Exercise instructions: Rewrite all of the lines below, swapping "with a pin" for "with a dot" and keeping everything else the same. Leave the pictures out.
— BEGIN Data lines —
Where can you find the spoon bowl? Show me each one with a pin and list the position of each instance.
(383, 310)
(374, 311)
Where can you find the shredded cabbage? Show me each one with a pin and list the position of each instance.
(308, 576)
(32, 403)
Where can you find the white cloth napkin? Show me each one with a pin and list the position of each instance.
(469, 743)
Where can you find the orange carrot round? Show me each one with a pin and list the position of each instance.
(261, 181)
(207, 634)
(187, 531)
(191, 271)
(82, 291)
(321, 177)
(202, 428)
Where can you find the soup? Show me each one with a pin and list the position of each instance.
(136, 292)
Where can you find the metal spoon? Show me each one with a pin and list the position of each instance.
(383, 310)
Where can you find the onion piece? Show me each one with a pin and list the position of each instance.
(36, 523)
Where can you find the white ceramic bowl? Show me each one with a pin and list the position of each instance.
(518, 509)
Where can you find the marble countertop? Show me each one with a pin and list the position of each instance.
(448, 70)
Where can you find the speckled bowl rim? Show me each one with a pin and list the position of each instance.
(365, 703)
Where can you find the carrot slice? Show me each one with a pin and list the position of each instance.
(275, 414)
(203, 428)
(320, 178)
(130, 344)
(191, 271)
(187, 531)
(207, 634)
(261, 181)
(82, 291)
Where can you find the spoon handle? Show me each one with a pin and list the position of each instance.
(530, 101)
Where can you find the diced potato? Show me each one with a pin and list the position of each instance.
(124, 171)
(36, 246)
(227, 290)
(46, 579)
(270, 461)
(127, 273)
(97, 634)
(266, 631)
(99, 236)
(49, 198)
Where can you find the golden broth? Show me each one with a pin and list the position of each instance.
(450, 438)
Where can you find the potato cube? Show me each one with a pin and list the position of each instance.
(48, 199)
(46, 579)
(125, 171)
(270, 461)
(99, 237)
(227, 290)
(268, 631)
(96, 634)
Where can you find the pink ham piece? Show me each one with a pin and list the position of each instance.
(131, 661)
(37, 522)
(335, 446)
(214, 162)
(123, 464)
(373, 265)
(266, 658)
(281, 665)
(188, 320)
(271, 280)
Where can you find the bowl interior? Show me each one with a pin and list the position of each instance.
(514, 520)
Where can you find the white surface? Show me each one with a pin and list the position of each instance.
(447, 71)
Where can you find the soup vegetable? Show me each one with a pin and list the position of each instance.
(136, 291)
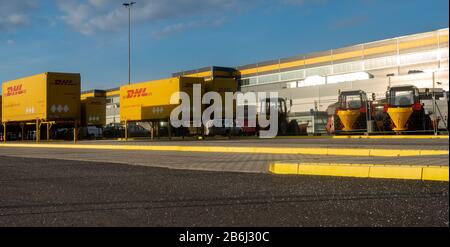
— END Data lines —
Written answer:
Where can you find the spoon bowl? Show me each one with a dot and list the position of each instance.
(383, 310)
(374, 311)
Where can you find the shredded cabbage? Show me each one with a dot and list the position of each instance.
(308, 576)
(32, 403)
Where can you find the white cloth napkin? Show me each one with a dot and list the position of each instance.
(469, 743)
Where can you find the orange carrot round? Show me each one with a dot and list the position of each instance.
(261, 181)
(207, 634)
(187, 531)
(191, 271)
(82, 291)
(321, 177)
(202, 428)
Where can you find the soup? Show me each one with a dot and list the position of each instance.
(136, 292)
Where can you find the metal spoon? Show me each one with a dot and list the position of each instance.
(383, 310)
Where can you find the onion piece? Show me each one with a dot and list the position of each instance.
(36, 523)
Where can you find the white ceramic bowl? Show me each one with a dot and list the position of each instance.
(518, 509)
Where can you find the marble countertop? Show me each one with a dot and list the position of each instance.
(448, 70)
Where can you find the speckled bowl rim? Show me each one with a dot and list the position of each instance.
(365, 703)
Where can you find the carrot slice? Show me each one with a dot and list the position of each instance.
(275, 414)
(203, 428)
(320, 178)
(130, 344)
(191, 271)
(187, 531)
(207, 634)
(261, 181)
(82, 291)
Where can you find the spoon handle? Show me each one with a dot and list the position of each instance.
(530, 101)
Where can you find the diced potato? Show me each one with a dot and list the position of each instance.
(124, 171)
(36, 246)
(227, 290)
(46, 579)
(270, 461)
(127, 273)
(97, 634)
(266, 631)
(99, 236)
(49, 198)
Where can you find the golden broth? Show me each one with a dot and list the position of each instance.
(450, 438)
Where can you find the potato cube? Show me each one with a dot and list the position of each instance.
(48, 199)
(46, 579)
(125, 171)
(270, 461)
(99, 237)
(227, 290)
(268, 631)
(96, 634)
Where can you find the pink ham piece? Show me each one with a dot and list the position of each instance.
(131, 661)
(37, 522)
(335, 446)
(214, 162)
(123, 464)
(373, 265)
(266, 658)
(281, 665)
(188, 320)
(271, 280)
Where can you find the bowl interior? Show me each one with a dot and list the position of each instance.
(514, 520)
Where can you find the white surface? Show me each one with a dot and list the position of each instance.
(447, 71)
Where can you find the soup vegetable? Show me each one with a dot and list the position of each instance.
(136, 291)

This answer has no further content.